**Le problème**
Comptez les lignes des enregistrements qui contiennent le mot "floor". Donnez seulement ce nombre.

+++ Les enregistrements

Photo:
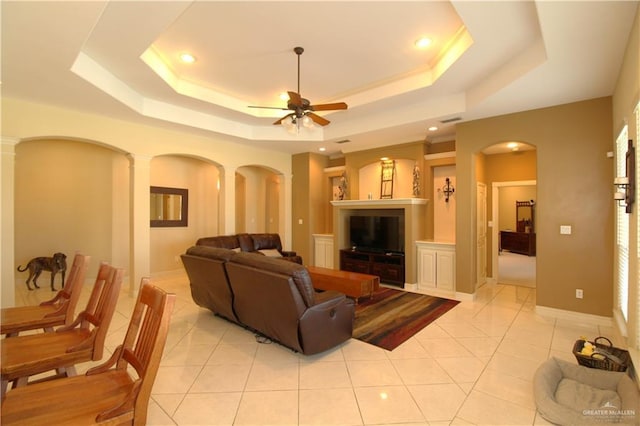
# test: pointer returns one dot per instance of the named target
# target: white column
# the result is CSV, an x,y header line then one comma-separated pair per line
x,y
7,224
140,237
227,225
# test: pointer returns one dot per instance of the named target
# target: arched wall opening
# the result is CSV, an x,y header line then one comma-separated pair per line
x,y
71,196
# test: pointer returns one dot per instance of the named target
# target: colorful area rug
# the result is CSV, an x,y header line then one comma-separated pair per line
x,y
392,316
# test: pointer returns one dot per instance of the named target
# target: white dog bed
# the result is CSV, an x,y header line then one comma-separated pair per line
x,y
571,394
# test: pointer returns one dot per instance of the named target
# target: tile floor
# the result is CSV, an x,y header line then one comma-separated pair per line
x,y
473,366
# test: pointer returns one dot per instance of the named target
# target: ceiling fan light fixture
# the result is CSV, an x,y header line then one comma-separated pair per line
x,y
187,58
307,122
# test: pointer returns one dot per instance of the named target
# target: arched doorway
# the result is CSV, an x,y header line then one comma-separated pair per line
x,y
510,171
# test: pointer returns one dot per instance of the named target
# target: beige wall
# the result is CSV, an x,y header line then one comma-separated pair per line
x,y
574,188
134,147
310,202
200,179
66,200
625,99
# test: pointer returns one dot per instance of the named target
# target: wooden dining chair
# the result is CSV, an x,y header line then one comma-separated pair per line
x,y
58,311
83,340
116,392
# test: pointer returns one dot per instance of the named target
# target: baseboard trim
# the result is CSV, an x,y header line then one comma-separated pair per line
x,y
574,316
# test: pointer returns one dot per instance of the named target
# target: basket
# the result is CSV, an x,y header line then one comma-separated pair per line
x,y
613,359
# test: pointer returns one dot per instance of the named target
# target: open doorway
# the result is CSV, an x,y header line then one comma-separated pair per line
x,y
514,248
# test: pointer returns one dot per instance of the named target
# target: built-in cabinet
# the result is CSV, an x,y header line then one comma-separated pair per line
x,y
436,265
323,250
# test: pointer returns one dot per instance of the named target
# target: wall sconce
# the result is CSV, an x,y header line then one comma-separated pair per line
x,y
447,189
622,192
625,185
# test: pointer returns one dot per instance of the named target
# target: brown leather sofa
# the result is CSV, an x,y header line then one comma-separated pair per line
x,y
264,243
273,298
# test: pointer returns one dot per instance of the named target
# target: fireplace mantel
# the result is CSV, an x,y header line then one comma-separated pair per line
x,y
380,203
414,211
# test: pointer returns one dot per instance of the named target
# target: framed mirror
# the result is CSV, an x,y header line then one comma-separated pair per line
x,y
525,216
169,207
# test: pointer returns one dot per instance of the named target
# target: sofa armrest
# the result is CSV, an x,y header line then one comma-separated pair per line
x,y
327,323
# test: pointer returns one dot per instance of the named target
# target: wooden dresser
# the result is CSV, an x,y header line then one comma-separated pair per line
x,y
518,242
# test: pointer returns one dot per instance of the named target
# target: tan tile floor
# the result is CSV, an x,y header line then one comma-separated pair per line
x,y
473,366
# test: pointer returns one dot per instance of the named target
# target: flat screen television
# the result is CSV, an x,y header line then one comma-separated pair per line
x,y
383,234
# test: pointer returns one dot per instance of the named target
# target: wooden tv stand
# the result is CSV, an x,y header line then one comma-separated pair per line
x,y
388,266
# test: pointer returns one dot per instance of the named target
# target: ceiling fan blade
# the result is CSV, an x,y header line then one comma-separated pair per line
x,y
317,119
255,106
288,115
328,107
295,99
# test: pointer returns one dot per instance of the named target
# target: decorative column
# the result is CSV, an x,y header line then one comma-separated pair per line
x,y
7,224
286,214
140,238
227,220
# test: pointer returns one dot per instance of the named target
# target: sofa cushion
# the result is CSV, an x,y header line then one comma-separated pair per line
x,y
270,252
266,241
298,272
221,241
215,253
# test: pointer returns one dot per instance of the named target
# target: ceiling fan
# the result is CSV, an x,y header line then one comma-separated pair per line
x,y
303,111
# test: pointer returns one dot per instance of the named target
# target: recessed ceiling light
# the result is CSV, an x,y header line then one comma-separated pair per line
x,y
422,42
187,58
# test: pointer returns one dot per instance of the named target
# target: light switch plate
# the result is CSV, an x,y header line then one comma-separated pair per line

++++++

**Bonne réponse**
2